Na wstępie tego tekstu chciałbym zaznaczyć, iż zdaję sobie sprawę z tego, że posty tutaj potrafią być długie i jest ich już sporo, niemniej jednak wierzę, że są ciągle osoby ich treścią zainteresowane. Pragnę więc podkreślić, iż wiele tekstów jest ze sobą powiązanych i niemożliwe jest powtarzanie w każdym kolejnym tych samych informacji, dlatego osobom rozpoczynającym w tym miejscu lub wracającym tutaj po ostatnim ogłoszeniu informacji przez prokuraturę gorąco polecam zapoznanie się z przynajmniej kilkoma ostatnimi wpisami (choć cenne informacje znajdują się także w starszych wpisach).

 

We wpisie pod tytułem „Nareszcie” odniosłem się m.in. do skarg na mnie zawartych w dwóch „wątkach” w miarę współczesnych (w których to prokuratura, zgodnie z przewidywaniami, nie dopatrzyła się czynów zabronionych). Tym razem pokażę, o jakie (przedawnione) zachowania z przeszłości – sprzed kilkunastu i dwudziestu kilku lat oskarżały mnie dwie kobiety oznaczone w skardze jako wątki nr 4 i nr 7.

Kobieta tworząca wątek nr 4 była słuchaczką mojego proseminarium, seminarium magisterskiego i moją doktorantką, a wreszcie doktorką. Jej znajomość ze mną trwała więc długo: od roku 2006 do 2014. W swojej skardze odnosi się bardzo wybiórczo do zdarzeń tego okresu. Przytacza rzekome molestowanie w roku 2006 i potem dopiero w czasie studiów doktoranckich. W zasadzie przytacza tylko jedno zdarzenie molestacyjne, które odnosi się bezpośrednio do niej. To rzekomy pocałunek w usta na zakończenie proseminarium w lutym 2006 roku. Odnalazłem listy uczestników moich proseminariów z tamtego okresu i wynika z nich, że owa studentka uczestniczyła w zajęciach semestru letniego, a więc zakończenie proseminarium odbyło się w końcu maja albo na początku czerwca 2006 (a nie w lutym). Mniejsza zresztą o to: studentka mogła pomylić pory roku; było to przecież 16 lat temu. Oświadczam, że z pewnością do takiego incydentu nie doszło ani w lutym, ani w maju/czerwcu.

━━━━━━━━

● **CEL ZADANIA 1**
Przytocz dosłownie część wpisu o skargach, która zaczyna się od słów zawierających „Na wstępie tego” i kończy na „w starszych wpisach).”.
● **CEL ZADANIA 2**
Podaj dalszy ciąg wpisu o skargach, zaczynając po jego ostatnim zdaniu.

━━━━━━━━

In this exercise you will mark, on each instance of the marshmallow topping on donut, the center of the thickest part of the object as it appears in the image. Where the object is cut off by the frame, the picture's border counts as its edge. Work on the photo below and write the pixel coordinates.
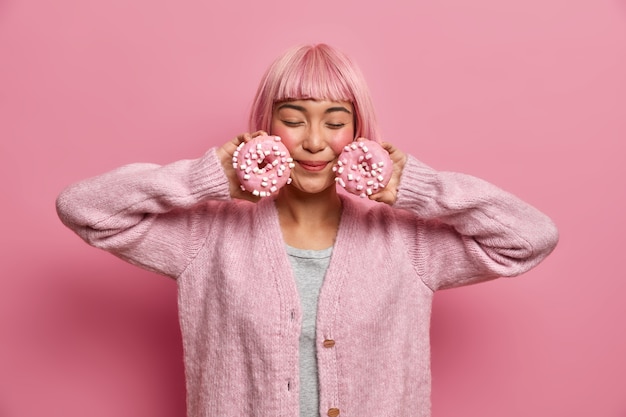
(363, 168)
(263, 165)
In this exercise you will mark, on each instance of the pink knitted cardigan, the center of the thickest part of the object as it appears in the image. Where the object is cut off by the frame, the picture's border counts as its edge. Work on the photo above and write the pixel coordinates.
(238, 303)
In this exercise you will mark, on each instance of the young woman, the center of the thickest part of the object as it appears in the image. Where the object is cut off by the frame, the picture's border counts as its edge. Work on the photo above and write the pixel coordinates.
(313, 302)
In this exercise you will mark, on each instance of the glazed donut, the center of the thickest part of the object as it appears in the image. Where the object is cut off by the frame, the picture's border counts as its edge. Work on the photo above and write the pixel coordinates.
(363, 167)
(263, 165)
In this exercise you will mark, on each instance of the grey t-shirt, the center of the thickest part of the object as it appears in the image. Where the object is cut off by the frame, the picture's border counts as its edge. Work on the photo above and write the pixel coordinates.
(309, 268)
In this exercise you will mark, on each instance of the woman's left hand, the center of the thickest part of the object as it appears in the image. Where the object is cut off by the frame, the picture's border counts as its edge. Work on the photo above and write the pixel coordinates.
(389, 194)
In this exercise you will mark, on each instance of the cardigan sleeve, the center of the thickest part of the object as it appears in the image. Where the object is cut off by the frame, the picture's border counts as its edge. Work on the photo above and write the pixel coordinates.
(470, 230)
(147, 214)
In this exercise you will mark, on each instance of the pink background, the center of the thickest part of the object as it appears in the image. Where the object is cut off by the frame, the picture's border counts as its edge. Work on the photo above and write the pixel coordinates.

━━━━━━━━

● **ODPOWIEDŹ KOŃCOWA 1**
Na wstępie tego tekstu chciałbym zaznaczyć, iż zdaję sobie sprawę z tego, że posty tutaj potrafią być długie i jest ich już sporo, niemniej jednak wierzę, że są ciągle osoby ich treścią zainteresowane. Pragnę więc podkreślić, iż wiele tekstów jest ze sobą powiązanych i niemożliwe jest powtarzanie w każdym kolejnym tych samych informacji, dlatego osobom rozpoczynającym w tym miejscu lub wracającym tutaj po ostatnim ogłoszeniu informacji przez prokuraturę gorąco polecam zapoznanie się z przynajmniej kilkoma ostatnimi wpisami (choć cenne informacje znajdują się także w starszych wpisach).

● **ODPOWIEDŹ KOŃCOWA 2**
Moje podobno następne zachowania molestacyjne opisuje lakonicznie i ogólnikowo: „Takie sytuacje, w których czułam, że przekraczana granica jest mojej fizyczności, ale już bez tak ścisłego kontaktu fizycznego (obejmowanie, pocałunki przy każdej możliwej okazji, ale już w policzek), zdarzały się jednak jeszcze wielokrotnie, aż do września 2012, kiedy zaszłam w ciążę”. Oskarżająca nie przytacza żadnych dowodów, że tak było; w tym czasie skończyła studia magisterskie i zaczęła studia doktoranckie. Już w trakcie pisania magisterium, jako że była osobą ambitną, zadeklarowała chęć napisania u mnie pracy doktorskiej. Dziwne, że czynności molestacyjne, których rzekomo wielokrotnie w tym czasie ode mnie doznawała, nie zniechęciły jej do wyboru mnie jako promotora, choć musiała mieć świadomość tego, że kontakt ze mną będzie co najmniej czteroletni i intensywniejszy niż na studiach magisterskich. Przypominam też osobom niezaznajomionym z uczelniami, że wybór promotora jest absolutnie dobrowolny i podyktowany wyłącznie preferencjami studenta. Ja zresztą nie byłem wtedy jedynym językoznawcą na polonistyce.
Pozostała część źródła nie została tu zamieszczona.